--- start Entries supplied ---

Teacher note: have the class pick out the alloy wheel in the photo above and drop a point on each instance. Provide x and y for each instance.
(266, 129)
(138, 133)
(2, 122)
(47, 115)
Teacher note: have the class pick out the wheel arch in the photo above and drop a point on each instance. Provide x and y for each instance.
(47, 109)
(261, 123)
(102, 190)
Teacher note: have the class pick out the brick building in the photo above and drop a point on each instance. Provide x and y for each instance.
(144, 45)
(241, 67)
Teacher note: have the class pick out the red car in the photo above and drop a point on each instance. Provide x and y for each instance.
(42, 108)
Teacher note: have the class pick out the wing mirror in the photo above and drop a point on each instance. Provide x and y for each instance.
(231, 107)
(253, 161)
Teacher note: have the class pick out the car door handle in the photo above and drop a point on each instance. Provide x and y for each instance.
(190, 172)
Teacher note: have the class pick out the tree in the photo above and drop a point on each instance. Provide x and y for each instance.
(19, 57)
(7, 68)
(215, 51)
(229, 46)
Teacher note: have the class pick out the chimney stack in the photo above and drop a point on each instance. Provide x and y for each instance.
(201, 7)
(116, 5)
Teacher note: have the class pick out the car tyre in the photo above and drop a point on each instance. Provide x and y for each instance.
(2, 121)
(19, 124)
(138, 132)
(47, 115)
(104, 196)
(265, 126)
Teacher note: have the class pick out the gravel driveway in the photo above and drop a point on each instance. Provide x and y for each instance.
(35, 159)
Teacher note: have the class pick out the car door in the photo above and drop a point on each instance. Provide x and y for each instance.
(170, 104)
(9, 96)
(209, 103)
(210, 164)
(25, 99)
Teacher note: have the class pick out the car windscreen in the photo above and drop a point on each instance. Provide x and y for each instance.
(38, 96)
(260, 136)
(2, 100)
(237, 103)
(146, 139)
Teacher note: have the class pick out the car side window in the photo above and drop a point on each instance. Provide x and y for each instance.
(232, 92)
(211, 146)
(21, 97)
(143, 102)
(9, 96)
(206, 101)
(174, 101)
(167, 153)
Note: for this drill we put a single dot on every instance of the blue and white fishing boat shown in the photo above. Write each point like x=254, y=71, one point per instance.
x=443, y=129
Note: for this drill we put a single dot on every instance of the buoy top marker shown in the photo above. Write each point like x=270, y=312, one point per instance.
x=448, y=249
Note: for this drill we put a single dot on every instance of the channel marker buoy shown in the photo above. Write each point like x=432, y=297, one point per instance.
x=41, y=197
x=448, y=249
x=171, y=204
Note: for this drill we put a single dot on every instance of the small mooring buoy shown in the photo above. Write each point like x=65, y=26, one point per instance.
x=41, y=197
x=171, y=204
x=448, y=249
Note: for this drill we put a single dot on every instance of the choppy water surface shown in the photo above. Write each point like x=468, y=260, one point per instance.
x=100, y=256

--- end Entries supplied ---

* Set problem
Copy out every entry above word for word, keeping them in their original order.

* Full response
Teacher note: have the class pick out the alloy wheel in the photo above and drop a point on each instance. Provide x and y for each instance.
(266, 129)
(138, 133)
(2, 122)
(47, 115)
Teacher note: have the class pick out the wheel arch in the photo above and drop a point on each instance. Provide x and y for each instance.
(47, 109)
(261, 123)
(102, 190)
Teacher note: have the class pick out the brick building in the photo above and drop a point on each instance. Provide x and y for each instance.
(144, 45)
(241, 67)
Teacher note: have the class pick out the red car in the photo above and drop a point on each instance. Provide x and y for each instance.
(42, 108)
Teacher note: have the class pick out the wing mirror in the photo above and drop a point on each instance. Provide x and y for each instance.
(231, 107)
(253, 161)
Teacher note: have the class pick out the car door handle in the photo above and drop a point on each instance. Provide x and y for each instance.
(190, 172)
Teacher note: have the class pick out the tree in the photo above and drop a point on each instance. Provide x and y for each instance.
(19, 57)
(7, 68)
(215, 51)
(229, 46)
Teacher note: have the class pick out the chimney stack in the photo above and drop a point on each instance. Provide x and y for each instance.
(201, 7)
(116, 5)
Teacher note: have the class pick out the car tyre in the photo above and drop a point on each instance. Provide x and y for each instance.
(2, 121)
(19, 124)
(138, 132)
(47, 115)
(104, 196)
(265, 126)
Teacher note: have the class pick out the gravel driveway in the photo above and drop a point on each instance. Provide x and y for each instance.
(35, 159)
Teacher note: have the class pick out the car door in the photo above and drop a point on each instance. Provide x and y for each instance.
(170, 104)
(9, 96)
(209, 103)
(210, 164)
(25, 99)
Teacher note: have the class pick out the car windscreen in the photo above and drop a point on each instance. Provide x and y for each instance.
(38, 96)
(260, 136)
(2, 100)
(237, 103)
(146, 139)
Teacher note: have the class pick out the car side window in the photo above and drop a point on each instance. Provide x and y for each instance.
(232, 92)
(211, 146)
(21, 97)
(143, 102)
(9, 96)
(206, 101)
(174, 101)
(167, 153)
Note: for this drill we put a single dot on every instance of the blue and white fishing boat shown in the photo above. Write each point like x=254, y=71, one point per instance.
x=443, y=129
Note: for this drill we put a single dot on every instance of the buoy top marker shown in the photo above. Write each point like x=270, y=312, one point per instance.
x=448, y=249
Note: for this drill we put a single dot on every instance of the channel marker buoy shown in the photo above. Write each point like x=432, y=297, one point per instance.
x=41, y=197
x=448, y=249
x=171, y=204
Note: for this drill we put a single dot on every instance of the small mooring buoy shown in the photo above. Write each point like x=65, y=26, one point per instance.
x=41, y=197
x=171, y=204
x=448, y=249
Note: for this drill we put a single dot on every instance of the choppy water surface shown in the photo above. Write each point like x=468, y=260, one point per instance.
x=100, y=256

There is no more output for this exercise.